----- Data section -----
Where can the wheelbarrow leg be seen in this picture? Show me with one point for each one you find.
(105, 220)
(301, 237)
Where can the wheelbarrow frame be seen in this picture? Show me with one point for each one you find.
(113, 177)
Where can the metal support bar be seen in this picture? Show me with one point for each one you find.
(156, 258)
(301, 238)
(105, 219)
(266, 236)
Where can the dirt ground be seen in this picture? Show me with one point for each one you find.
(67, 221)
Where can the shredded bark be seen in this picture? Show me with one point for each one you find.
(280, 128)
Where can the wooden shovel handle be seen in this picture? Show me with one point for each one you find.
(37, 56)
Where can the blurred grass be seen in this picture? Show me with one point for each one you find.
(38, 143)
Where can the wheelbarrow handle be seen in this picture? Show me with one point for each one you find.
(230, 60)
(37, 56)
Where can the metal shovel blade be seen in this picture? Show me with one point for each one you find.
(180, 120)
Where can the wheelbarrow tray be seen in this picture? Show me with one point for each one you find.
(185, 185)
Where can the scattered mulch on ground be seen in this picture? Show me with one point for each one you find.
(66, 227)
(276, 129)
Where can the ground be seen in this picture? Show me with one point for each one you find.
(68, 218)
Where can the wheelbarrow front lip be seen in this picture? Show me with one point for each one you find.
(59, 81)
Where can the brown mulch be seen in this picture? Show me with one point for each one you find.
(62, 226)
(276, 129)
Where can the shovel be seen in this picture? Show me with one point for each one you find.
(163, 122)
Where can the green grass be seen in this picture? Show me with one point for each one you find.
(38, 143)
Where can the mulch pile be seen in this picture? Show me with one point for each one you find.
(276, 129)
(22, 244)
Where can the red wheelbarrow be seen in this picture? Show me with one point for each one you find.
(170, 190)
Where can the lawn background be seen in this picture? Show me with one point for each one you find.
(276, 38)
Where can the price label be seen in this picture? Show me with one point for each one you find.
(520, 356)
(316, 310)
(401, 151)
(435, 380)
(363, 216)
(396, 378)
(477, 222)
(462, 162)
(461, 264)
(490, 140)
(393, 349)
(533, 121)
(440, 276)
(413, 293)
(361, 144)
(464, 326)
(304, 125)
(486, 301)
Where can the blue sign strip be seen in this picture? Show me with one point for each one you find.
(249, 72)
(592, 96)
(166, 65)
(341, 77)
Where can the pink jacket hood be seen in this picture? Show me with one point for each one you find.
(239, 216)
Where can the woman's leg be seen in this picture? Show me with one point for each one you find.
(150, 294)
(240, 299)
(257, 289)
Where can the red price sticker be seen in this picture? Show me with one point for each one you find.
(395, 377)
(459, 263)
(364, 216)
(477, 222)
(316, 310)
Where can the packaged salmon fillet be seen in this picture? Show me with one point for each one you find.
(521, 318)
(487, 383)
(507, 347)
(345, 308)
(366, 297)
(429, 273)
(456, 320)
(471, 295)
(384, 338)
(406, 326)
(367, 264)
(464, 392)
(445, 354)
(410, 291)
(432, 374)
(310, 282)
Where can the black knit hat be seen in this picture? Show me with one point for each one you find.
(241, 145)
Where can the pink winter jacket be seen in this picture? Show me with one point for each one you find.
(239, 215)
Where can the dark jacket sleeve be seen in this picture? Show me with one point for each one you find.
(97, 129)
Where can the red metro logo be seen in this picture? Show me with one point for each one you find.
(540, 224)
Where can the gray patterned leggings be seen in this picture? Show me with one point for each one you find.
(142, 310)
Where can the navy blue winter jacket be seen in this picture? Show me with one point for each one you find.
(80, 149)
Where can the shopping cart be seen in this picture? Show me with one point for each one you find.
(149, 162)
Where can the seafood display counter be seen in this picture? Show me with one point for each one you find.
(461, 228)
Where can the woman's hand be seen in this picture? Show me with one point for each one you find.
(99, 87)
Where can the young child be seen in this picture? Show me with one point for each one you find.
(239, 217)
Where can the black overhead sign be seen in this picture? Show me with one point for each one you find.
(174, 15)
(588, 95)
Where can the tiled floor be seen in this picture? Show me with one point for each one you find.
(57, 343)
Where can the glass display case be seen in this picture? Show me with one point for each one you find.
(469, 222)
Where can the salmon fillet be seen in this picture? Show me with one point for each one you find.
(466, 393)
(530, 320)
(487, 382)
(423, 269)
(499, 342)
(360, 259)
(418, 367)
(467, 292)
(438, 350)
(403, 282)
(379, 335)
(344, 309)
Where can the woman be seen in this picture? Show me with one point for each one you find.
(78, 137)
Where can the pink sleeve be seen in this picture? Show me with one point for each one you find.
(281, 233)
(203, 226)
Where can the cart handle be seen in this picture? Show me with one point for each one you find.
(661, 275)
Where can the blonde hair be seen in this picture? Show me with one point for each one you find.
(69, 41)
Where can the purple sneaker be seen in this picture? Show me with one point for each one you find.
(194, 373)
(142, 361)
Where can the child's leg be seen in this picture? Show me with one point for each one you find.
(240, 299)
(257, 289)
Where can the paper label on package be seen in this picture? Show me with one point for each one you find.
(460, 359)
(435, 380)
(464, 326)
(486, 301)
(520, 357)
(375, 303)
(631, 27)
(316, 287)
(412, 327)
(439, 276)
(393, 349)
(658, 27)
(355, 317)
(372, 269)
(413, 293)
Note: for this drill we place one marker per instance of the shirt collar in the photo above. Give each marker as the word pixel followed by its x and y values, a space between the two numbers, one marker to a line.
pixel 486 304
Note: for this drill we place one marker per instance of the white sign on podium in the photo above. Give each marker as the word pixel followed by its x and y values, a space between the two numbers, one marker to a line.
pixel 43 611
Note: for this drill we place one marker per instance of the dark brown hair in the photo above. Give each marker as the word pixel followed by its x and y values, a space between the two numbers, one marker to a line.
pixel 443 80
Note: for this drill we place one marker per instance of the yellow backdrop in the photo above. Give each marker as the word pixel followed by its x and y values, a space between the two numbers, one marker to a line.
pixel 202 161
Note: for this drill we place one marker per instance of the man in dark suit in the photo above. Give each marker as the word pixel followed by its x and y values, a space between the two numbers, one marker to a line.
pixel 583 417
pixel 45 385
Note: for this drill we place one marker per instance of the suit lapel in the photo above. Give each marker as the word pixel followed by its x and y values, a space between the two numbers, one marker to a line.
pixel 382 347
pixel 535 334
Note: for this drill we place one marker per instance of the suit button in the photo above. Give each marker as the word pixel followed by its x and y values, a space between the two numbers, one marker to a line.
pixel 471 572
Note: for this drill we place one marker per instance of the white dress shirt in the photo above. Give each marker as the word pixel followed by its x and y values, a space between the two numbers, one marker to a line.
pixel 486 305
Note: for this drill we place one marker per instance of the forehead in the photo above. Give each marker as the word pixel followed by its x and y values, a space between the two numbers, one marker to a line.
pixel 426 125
-----
Set down each record above without changing a single word.

Where can the wheelbarrow leg be seen in this picture? Show me with one point for each one you find.
(105, 220)
(301, 237)
Where can the wheelbarrow frame be seen in this picture? Show me with one point for each one you find.
(113, 177)
Where can the metal support bar be seen in this picture? Show me with one point for each one you find.
(156, 258)
(301, 238)
(105, 219)
(266, 236)
Where can the dirt ground be seen in this picture? Show me with one point for each one you find.
(67, 221)
Where can the shredded bark be seen in this picture? Show me with one point for each one you find.
(280, 128)
Where can the wooden shovel handle be seen in this picture? Show me with one point for each one you find.
(37, 56)
Where can the blurred grass be seen in this picture? Show me with one point for each one you find.
(38, 143)
Where can the wheelbarrow handle be seen in this picture? Show me with one point for each one you find.
(230, 60)
(37, 56)
Where can the metal shovel blade be seen in this picture? Show me with one point for each one you find.
(180, 120)
Where can the wheelbarrow tray be seen in this picture? Show me with one point for each one you find.
(185, 185)
Where can the scattered mulch on ground be seen in this picture? Show me with one point for each one you find.
(66, 227)
(276, 129)
Where can the ground be seen in this picture? Show me with one point for each one you find.
(68, 218)
Where can the wheelbarrow front lip be seen in this picture? Show me with one point for each one you find.
(59, 81)
Where can the brown mulch be seen in this picture? Show me with one point for each one you find.
(62, 226)
(276, 129)
Where can the shovel be seen in this picture? Show me with one point for each one you find.
(163, 122)
Where can the green grass be seen in this picture? Show me with one point for each one you find.
(38, 143)
Where can the mulch pile be seen in this picture? Show me with one point for each one you find.
(276, 129)
(22, 244)
Where can the red wheelbarrow be seen in this picture? Show me with one point for each one you find.
(170, 190)
Where can the lawn background be seen in this picture? Show me with one point for each one you find.
(276, 38)
Where can the price label be seen in this picture? Show me with one point for each one you find.
(520, 356)
(316, 310)
(401, 151)
(435, 380)
(363, 216)
(396, 378)
(477, 222)
(462, 162)
(461, 264)
(490, 140)
(393, 349)
(533, 121)
(440, 276)
(413, 293)
(361, 144)
(464, 326)
(304, 125)
(486, 301)
Where can the blue sign strip be seen in this picture? Show me with one point for each one you find.
(249, 72)
(592, 96)
(166, 65)
(341, 77)
Where can the pink jacket hood be seen in this picture? Show me with one point for each one you find.
(239, 216)
Where can the woman's leg be seen in this picture? Show me with one point for each one you find.
(150, 294)
(240, 299)
(257, 289)
Where can the red price sticker be seen in this picture? Show me with one point for each one you find.
(395, 377)
(459, 263)
(364, 216)
(477, 222)
(316, 310)
Where can the packaged salmon fillet be seen in this picture? Show me with one point for each one you find.
(521, 318)
(487, 383)
(507, 347)
(345, 308)
(366, 297)
(429, 273)
(456, 320)
(471, 295)
(384, 338)
(406, 326)
(367, 264)
(464, 392)
(445, 354)
(410, 291)
(432, 374)
(310, 282)
Where can the black knit hat be seen in this picture? Show me with one point for each one you find.
(241, 145)
Where can the pink winter jacket be seen in this picture? Show me with one point for each one you find.
(239, 215)
Where can the dark jacket sleeve be seen in this picture? Show me with one point for each one you find.
(97, 129)
Where can the red metro logo be seen in this picture? Show me with one point for each one you find.
(540, 224)
Where can the gray patterned leggings be seen in this picture? Show me with one point for each one you find.
(142, 310)
Where can the navy blue winter jacket be seen in this picture? Show me with one point for each one you find.
(80, 149)
Where can the shopping cart be seen in this picture? Show me with one point for each one you find.
(149, 162)
Where can the seafood display counter be seen in this picture? Show me with one point for each one you find.
(461, 228)
Where can the woman's hand be seen in this picture? Show me with one point for each one you find.
(99, 87)
Where can the young child be seen in this picture? Show me with one point for each one you find.
(239, 217)
Where can the black overhead sign be seen in this picture? Show me with one point for each one you find.
(174, 15)
(588, 95)
Where can the tiled floor be seen in this picture? Show me with one point for each one you find.
(57, 343)
Where can the glass display case be seen in this picture? Show me with one point for each one you find.
(469, 222)
Where can the salmon fillet be seen in this picture? Show me with one point for each one you find.
(466, 393)
(530, 320)
(487, 382)
(423, 269)
(499, 342)
(360, 259)
(418, 367)
(467, 292)
(438, 350)
(403, 282)
(379, 335)
(344, 309)
Where can the woman be seen in this picture? Show me with one point for each one you find.
(78, 137)
Where can the pink sleeve be seen in this picture? Show me with one point for each one you find.
(281, 233)
(203, 226)
Where can the cart handle be seen in this picture? Show me with one point for each one you find.
(661, 275)
Where can the blonde hair be seen in this picture? Show me with one point for each one you find.
(69, 41)
Where can the purple sneaker be seen in this picture? Show me with one point for each one you find.
(194, 373)
(142, 361)
Where can the child's leg be seen in this picture? Show me with one point for each one you find.
(240, 299)
(257, 289)
Where can the paper label on package be seen in this picture? Show me with one point for each one you find.
(460, 359)
(435, 380)
(464, 326)
(486, 301)
(520, 357)
(375, 303)
(631, 27)
(316, 287)
(412, 327)
(439, 276)
(393, 349)
(658, 27)
(355, 317)
(372, 269)
(413, 293)
Note: for this drill we place one marker per instance of the shirt collar in the photo above. Give each marker as the word pixel followed by its x and y values, a space between the two numbers, one marker to a line.
pixel 486 304
Note: for this drill we place one marker per instance of the white sign on podium in the photo above. Give each marker as the word pixel followed by its x and y values, a space between the two numbers, one marker to a line.
pixel 43 611
Note: for this drill we place one marker per instance of the dark brown hair in the photo above. Give each marker as the word pixel followed by its x and y values, a space between the two numbers, one marker to a line.
pixel 443 80
Note: for this drill we place one marker per instance of the yellow backdrop in the photo above. Give each marker as the word pixel followed by its x and y values, a space between the two numbers, one marker to a line.
pixel 202 161
Note: for this drill we place one marker per instance of the man in dark suit in the photo above. Give each marker as the word pixel followed by its x and y values, a space between the two numbers, one marker to a line.
pixel 583 417
pixel 45 385
Note: for this drill we place one marker per instance of the suit lapel in the photo above. Give each marker as the word pixel followed by its x and y values, a space between the two numbers, one marker to a line.
pixel 382 347
pixel 535 334
Note: for this drill we place one marker per instance of the suit button in the photo above. Give each marker as the word pixel followed by its x and y values, a space between the two numbers, one marker to a line.
pixel 471 572
Note: for this drill we place one marker per instance of the white dress shirt in the photo above. Give each marker as the word pixel followed by its x and y values, a space between the two numbers, one marker to a line.
pixel 486 305
Note: for this drill we place one marker per instance of the forehead in the photo above. Give each marker as the word pixel followed by its x and y values, a space between the two numbers, one marker to a line.
pixel 426 125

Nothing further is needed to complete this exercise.